== Task statement ==
From the listing below, select every line where the word "block" appears.

== Information given ==
========================

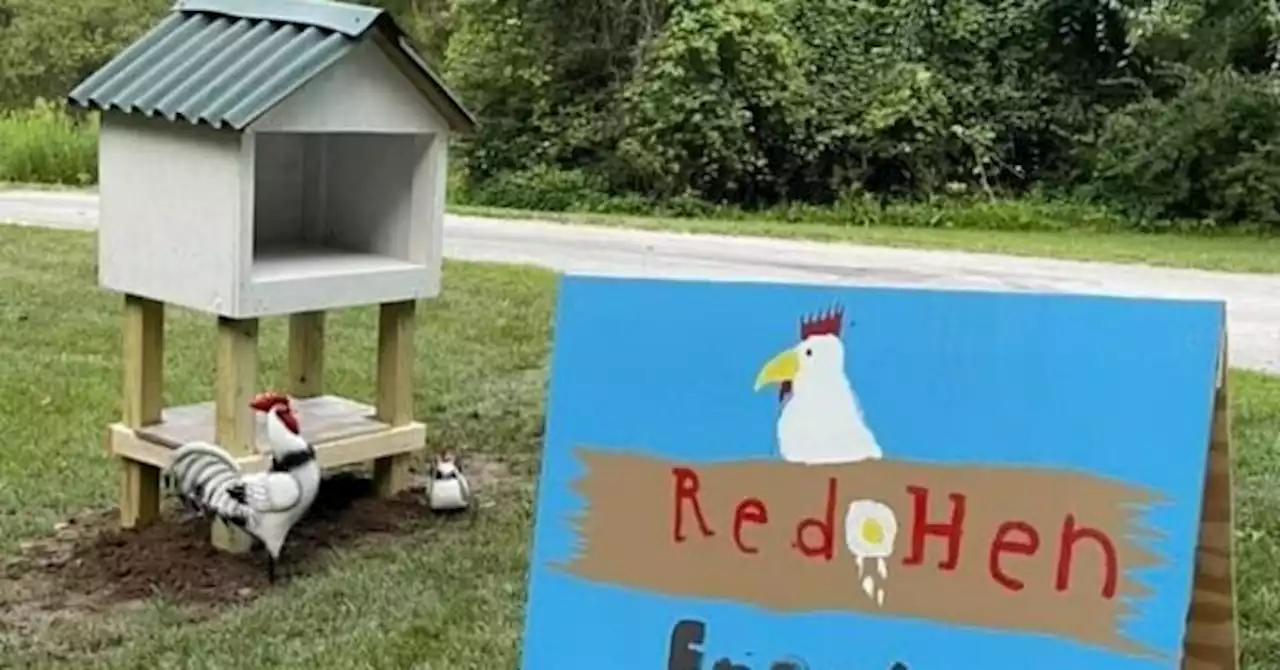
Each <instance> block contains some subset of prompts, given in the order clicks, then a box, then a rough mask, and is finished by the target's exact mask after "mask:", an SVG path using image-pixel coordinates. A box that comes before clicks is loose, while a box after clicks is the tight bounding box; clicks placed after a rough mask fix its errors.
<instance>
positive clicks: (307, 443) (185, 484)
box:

========================

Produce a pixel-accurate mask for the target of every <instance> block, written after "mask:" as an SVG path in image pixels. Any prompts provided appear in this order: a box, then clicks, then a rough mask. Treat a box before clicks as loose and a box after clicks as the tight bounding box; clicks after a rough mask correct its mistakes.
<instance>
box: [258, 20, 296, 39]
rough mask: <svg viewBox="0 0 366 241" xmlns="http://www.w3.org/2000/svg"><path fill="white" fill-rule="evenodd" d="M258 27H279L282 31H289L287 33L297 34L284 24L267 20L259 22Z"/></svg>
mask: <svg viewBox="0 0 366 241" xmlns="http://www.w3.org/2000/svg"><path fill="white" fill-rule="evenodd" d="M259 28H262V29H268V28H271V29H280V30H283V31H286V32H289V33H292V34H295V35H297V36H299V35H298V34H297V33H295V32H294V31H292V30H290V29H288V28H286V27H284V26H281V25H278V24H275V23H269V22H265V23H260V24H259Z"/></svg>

========================

== Exercise answer ==
Each <instance> block contains some subset of prompts, given in the order clicks, then a box, then a rough mask, and is finished by the target's exact mask after "mask:", an SVG path using image-pixel coordinates. A box that comes before clicks is loose, while a box after clicks is the tight bounding box; clicks placed after a rough mask fix its errors.
Produce a pixel-accurate mask for the target of every <instance> block, written after "mask:" as an SVG path in image pixels. Any prompts provided appear in this order: a box, then clicks, then a rough mask. Treat a box before clicks as loose and a box after clicks as the tight bounding box; clicks after a rough mask correct its mistakes.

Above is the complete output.